Pages

Sunday 22 December 2013

Angels this Christmas.....

.

It’s Christmas time :) This time of the year brings lots of happiness, gifts and surprises. I remember as a childhood memory the importance of this time when a family in my neighbourhood would put a shining star in their balcony and I would know it’s Christmas. Children love this celebration the most. They are the ones who honestly believe in the concept of Secret Santa fulfilling their wishes. And as years go by it just remains as a memory.

So…Another year is about to draw its closure. Personally I am waiting for this to happen with a blink of eye. In my view nothing has worked right for me this year. Still in the last couple of months few things happened and these changed my course of life to a great extent. And this post of mine is dedicated as a note of thanks this Christmas to those two angels of mine.

I am sure both the persons would be totally surprised to find their names here. Even I am just as I realised how you both have played an important role in this phase of my life. To introduce my first angel – He’s the person I look forward to meeting everyday at the bus stop. As they say few people just click along well. And so was with him. The funda of travelling in bus for an hour to reach workplace seemed weird to me. I delayed this travelling as far as I could but finally it had to come. Post Diwali vacation it was my first day to travel by office bus. Not sure of the pickup point, I reached a few minutes [actually a lot early]. The place was empty and I told my dad probably we’re at the wrong point. After a wait which looked like eternity, a tall guy walking in his own world, at own pace with Infosys ID card emerged from nowhere. Huh! I sighed at the confirmation of being at the right place. And there it started. Quickly we found similarities of being MBA graduates 2013 pass out from similar colleges and lot of things in common to discuss.

[Pointing and labeling entries]
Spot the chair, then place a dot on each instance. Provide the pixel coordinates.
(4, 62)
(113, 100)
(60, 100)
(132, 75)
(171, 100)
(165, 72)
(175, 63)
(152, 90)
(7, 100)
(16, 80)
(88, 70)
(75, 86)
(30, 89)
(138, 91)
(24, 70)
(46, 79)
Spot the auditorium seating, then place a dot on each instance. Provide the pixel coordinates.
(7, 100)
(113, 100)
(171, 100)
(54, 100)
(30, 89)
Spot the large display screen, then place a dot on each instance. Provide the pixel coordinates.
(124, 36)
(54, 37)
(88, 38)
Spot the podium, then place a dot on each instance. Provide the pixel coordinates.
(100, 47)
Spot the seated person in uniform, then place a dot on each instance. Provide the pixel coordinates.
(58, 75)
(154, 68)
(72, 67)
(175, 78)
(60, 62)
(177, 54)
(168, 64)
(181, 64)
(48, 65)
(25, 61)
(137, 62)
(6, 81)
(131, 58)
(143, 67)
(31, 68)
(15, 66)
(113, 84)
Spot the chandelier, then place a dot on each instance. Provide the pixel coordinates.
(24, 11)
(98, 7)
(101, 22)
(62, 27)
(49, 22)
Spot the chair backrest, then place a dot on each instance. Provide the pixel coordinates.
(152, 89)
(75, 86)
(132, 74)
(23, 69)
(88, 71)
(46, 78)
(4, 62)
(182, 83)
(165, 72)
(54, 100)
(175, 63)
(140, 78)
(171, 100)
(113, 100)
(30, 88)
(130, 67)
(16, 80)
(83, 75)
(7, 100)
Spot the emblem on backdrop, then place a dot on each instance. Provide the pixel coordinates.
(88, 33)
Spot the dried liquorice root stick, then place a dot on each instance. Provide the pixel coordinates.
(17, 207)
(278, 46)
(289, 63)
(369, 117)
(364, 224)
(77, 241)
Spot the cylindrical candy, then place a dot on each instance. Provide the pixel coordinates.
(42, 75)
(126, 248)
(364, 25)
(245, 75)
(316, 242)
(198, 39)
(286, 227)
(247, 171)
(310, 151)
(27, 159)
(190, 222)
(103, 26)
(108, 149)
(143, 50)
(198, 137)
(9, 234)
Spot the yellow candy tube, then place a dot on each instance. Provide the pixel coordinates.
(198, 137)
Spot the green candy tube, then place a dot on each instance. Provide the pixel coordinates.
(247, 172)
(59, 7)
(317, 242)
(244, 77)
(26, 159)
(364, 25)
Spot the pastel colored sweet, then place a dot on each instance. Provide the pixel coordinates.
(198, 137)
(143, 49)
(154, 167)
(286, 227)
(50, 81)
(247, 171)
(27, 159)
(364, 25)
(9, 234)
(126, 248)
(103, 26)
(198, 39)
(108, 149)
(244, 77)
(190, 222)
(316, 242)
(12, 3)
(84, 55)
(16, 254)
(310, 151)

Actions to take:
A) Copy out the entries word for word, everything from the line containing "Spot the dried" down to the last line of the entries.
B) Write the next part of the Christmas blog post about two angels, carrying on after its final sentence.

Answers by task:
A)
Spot the dried liquorice root stick, then place a dot on each instance. Provide the pixel coordinates.
(17, 207)
(278, 46)
(289, 63)
(369, 117)
(364, 224)
(77, 241)
Spot the cylindrical candy, then place a dot on each instance. Provide the pixel coordinates.
(42, 75)
(126, 248)
(364, 25)
(245, 75)
(316, 242)
(198, 39)
(286, 227)
(247, 171)
(310, 151)
(27, 159)
(190, 222)
(103, 26)
(108, 149)
(143, 50)
(198, 137)
(9, 234)
Spot the yellow candy tube, then place a dot on each instance. Provide the pixel coordinates.
(198, 137)
Spot the green candy tube, then place a dot on each instance. Provide the pixel coordinates.
(247, 172)
(59, 7)
(317, 242)
(244, 77)
(26, 159)
(364, 25)
Spot the pastel colored sweet, then place a dot on each instance. Provide the pixel coordinates.
(198, 137)
(143, 49)
(154, 167)
(286, 227)
(50, 81)
(247, 171)
(27, 159)
(364, 25)
(9, 234)
(126, 248)
(103, 26)
(198, 39)
(108, 149)
(244, 77)
(190, 222)
(316, 242)
(12, 3)
(84, 55)
(16, 254)
(310, 151)

B)
I had filled my bag with a novel, my ear phones and lots of sleep. I had my next list of reading books ready. Surprised with this amount of effort? It was needed because I was at that point of life where I was making efforts to draw myself out of the sad love saga of my life. A break up from a 5 year long relationship had left me devastated. I started dating one of my friends but looked like I would create another mess and injustice. And so I had been trying hard, time and again, to come out of this. I was unsuccessful all the times. Finally with the start of my job I made up my mind. I promised myself in these last two months I will walk on this path. And so I was slowly trying to be with myself all the time.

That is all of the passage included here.